Text for analysis.
———

How neural network bots learn to fight through billions of simulated rounds—from a critical bug fix to ship-specific abilities, with surprises at every stage.
Two machines work in parallel. A Mac runs game development, evaluation, and pushes training instructions. A Windows machine with an RTX 3090 trains models on GPU. They coordinate through git—the simplest protocol that works.
Training happens in a custom JAX physics simulation that mirrors the C++ game engine. 4,096 arenas run in parallel on a single GPU, each simulating complete combat with Newtonian physics, projectile collision, energy management, and up to 17 combat abilities (14 base + 3 ship-specific).
The simulation must match the game exactly or the trained model won't transfer. 31 cross-check tests verify parity: thrust values, wall bouncing, bullet damage, bomb splash radius, mine proximity triggers, ship-specific stats, ability mechanics. When a value changes in C++, the same change must be made in Python. 189 behavior tests and 86 visual tests verify the UE5 side.
The neural network sees the world as 96 numbers, matching what a human player could perceive:
| Feature | Size | What it encodes |
|---|---|---|
| Self | 22 | Velocity, heading, energy, cooldowns, ability charges, ship type |
| Enemies (3 nearest) | 27 | Relative position, velocity, heading, energy, alive status, ship type |
| Zone | 3 | KOTH zone direction, inside/outside |
| Tactical | 4 | Round timer, speed, alive enemies, energy advantage |
| Walls | 12 | 4 boundary distances + 8 interior wall raycasts |
| Mines | 12 | 4 nearest mines (position, friendly/enemy) |
| Projectiles | 10 | 5 nearest incoming bullets |
| Pickups | 6 | 2 nearest item pickups (position, type) |
The base "team" preset has 14 actions (40 logits). Ship-specific presets add 1–3 extra binary actions for unique abilities:
| Action | Bins | What it controls |
|---|---|---|
| Rotation | 11 | Turn rate from hard-left to hard-right |
| Thrust | 5 | Reverse, brake, coast, half, full |
| Bullet | 2 | Primary weapon. Hydra/Tempest fire 3 linked. Lurker weakest (80 dmg) |
| Bomb | 2 | Slow explosive, area damage. Tempest bomb bounces off 1 wall before detonating |
| Mine | 2 | Proximity trap. Comet/Tempest/Bastion have none |
| Repulsor | 2 | Deflects nearby enemy projectiles (from green pickups, max 2 charges) |
| MIRV | 2 | Cluster missile, splits 1→8. Choir ships: Spore Bomb instead (from green pickups) |
| Ripper | 2 | Piercing beam. Choir/Tempest: 360° Burst instead (from green pickups) |
| Overdrive | 2 | Speed boost, drains energy. All ships have this |
| Stealth | 2 | Invisibility, drains energy (Specter built-in, others don't use) |
| Burst | 2 | 360° bullet burst, 24 bullets (from green pickups, max 3 charges) |
| Rocket | 2 | 6s speed boost for hit-and-run (Comet built-in, 20s cooldown) |
| Warp | 2 | Short-range teleport forward |
| Portal | 2 | Place entry/exit teleport pair (Bastion) |
The simulation makes deliberate simplifications to hit 570K steps/sec. Each trade-off has a cost and a way we verify it doesn't break transfer to the real game.

———

Work instruction A. According to the bot-training page, how many arenas run in parallel on a single GPU?
Work instruction B. Repeat word for word the passage of the bot-training page starting with "Two machines work" and going on through "the UE5 side.".
The lines placed after the text have no part in this work.

———

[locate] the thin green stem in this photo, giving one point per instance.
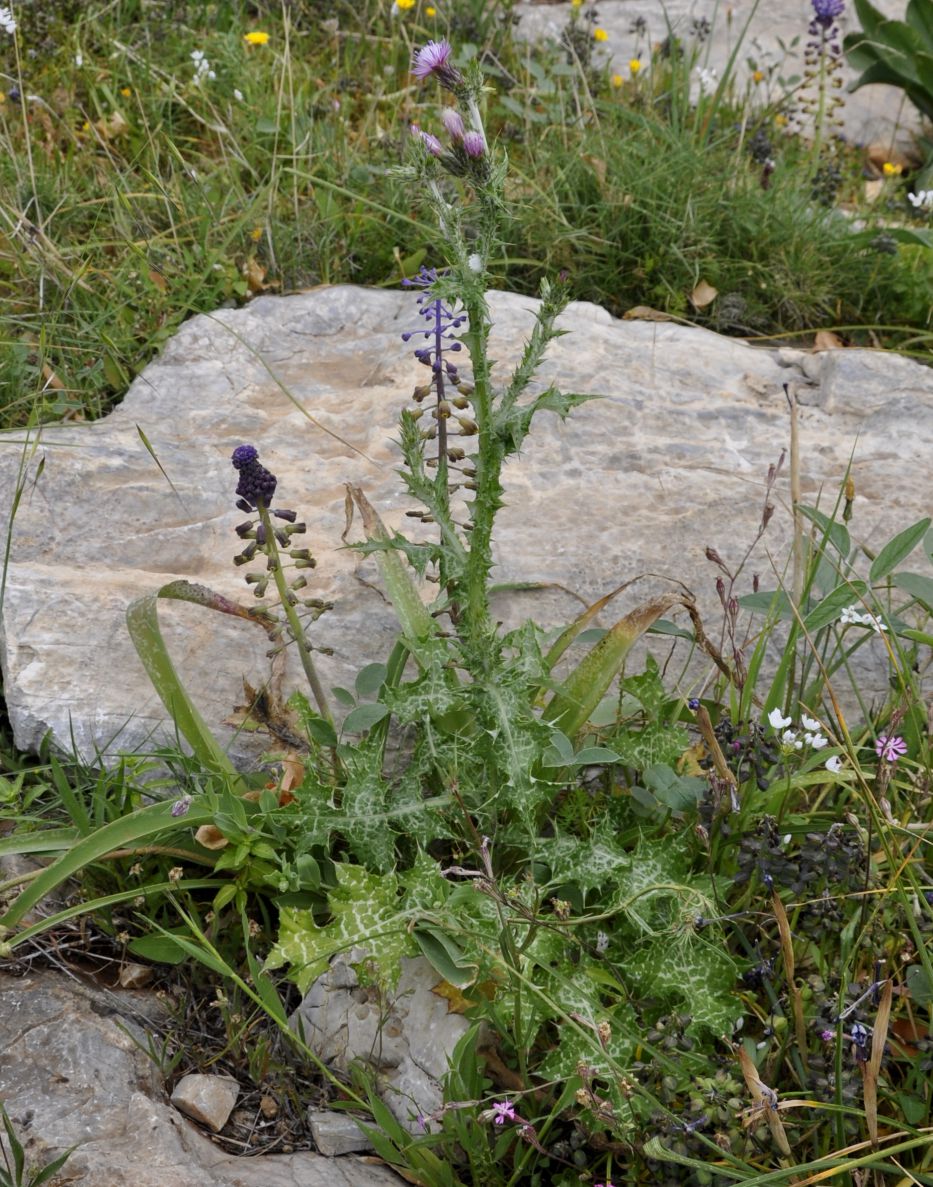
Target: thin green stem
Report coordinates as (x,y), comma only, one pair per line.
(291,614)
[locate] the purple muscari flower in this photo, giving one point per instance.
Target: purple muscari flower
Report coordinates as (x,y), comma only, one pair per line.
(502,1111)
(452,121)
(890,748)
(440,322)
(435,59)
(826,11)
(256,486)
(474,145)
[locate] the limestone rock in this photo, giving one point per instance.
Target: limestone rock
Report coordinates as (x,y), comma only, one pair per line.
(405,1039)
(672,459)
(70,1076)
(207,1098)
(874,113)
(336,1132)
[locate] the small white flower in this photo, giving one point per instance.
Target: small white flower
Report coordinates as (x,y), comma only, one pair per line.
(708,78)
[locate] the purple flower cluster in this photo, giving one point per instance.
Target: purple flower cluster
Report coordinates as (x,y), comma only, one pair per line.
(440,322)
(826,11)
(256,486)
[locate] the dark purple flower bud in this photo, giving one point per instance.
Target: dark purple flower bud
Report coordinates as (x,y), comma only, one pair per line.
(435,59)
(256,486)
(452,122)
(474,145)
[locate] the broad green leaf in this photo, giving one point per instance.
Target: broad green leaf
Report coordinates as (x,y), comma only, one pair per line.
(445,956)
(365,717)
(897,550)
(370,679)
(916,585)
(832,605)
(365,913)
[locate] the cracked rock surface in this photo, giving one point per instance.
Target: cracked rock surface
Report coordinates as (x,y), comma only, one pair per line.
(405,1039)
(670,461)
(71,1076)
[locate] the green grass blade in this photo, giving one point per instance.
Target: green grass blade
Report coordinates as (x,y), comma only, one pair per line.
(571,705)
(143,621)
(121,833)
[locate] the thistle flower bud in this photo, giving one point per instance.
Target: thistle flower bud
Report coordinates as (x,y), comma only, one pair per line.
(452,124)
(474,145)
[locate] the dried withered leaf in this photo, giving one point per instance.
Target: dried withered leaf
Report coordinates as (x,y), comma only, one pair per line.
(703,294)
(210,837)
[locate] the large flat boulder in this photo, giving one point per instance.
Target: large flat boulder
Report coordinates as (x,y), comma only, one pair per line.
(673,458)
(74,1073)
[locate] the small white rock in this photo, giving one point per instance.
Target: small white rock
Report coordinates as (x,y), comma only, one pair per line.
(336,1134)
(207,1098)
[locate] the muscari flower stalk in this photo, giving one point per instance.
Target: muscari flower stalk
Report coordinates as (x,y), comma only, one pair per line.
(823,62)
(255,489)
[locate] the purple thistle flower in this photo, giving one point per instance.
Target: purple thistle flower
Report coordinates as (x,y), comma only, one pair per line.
(474,145)
(452,122)
(435,59)
(256,486)
(826,11)
(502,1111)
(890,749)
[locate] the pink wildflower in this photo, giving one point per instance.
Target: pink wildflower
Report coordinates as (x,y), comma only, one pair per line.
(890,748)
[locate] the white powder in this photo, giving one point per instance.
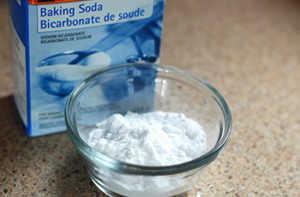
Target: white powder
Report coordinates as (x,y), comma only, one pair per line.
(153,139)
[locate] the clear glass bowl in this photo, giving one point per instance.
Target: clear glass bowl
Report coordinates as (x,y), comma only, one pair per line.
(143,88)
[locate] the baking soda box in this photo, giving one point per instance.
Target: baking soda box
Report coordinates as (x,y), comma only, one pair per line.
(58,43)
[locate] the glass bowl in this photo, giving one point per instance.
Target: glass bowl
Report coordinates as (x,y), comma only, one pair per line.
(143,88)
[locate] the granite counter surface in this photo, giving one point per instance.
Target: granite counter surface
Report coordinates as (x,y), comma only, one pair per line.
(249,50)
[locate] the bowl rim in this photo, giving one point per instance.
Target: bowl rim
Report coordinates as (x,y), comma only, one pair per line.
(134,169)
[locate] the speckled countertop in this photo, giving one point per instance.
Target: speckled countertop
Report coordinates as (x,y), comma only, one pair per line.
(249,50)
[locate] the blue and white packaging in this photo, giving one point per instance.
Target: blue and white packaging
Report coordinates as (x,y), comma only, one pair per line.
(58,43)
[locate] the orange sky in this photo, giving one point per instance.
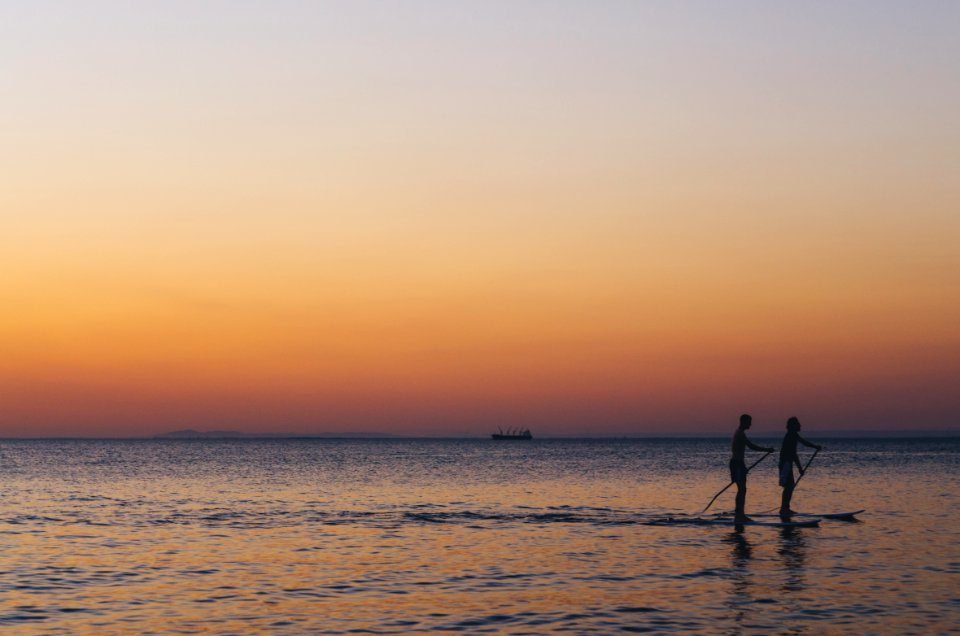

———

Written answer A. 4,096 arenas run in parallel on a single GPU.

Written answer B.
Two machines work in parallel. A Mac runs game development, evaluation, and pushes training instructions. A Windows machine with an RTX 3090 trains models on GPU. They coordinate through git—the simplest protocol that works.
Training happens in a custom JAX physics simulation that mirrors the C++ game engine. 4,096 arenas run in parallel on a single GPU, each simulating complete combat with Newtonian physics, projectile collision, energy management, and up to 17 combat abilities (14 base + 3 ship-specific).
The simulation must match the game exactly or the trained model won't transfer. 31 cross-check tests verify parity: thrust values, wall bouncing, bullet damage, bomb splash radius, mine proximity triggers, ship-specific stats, ability mechanics. When a value changes in C++, the same change must be made in Python. 189 behavior tests and 86 visual tests verify the UE5 side.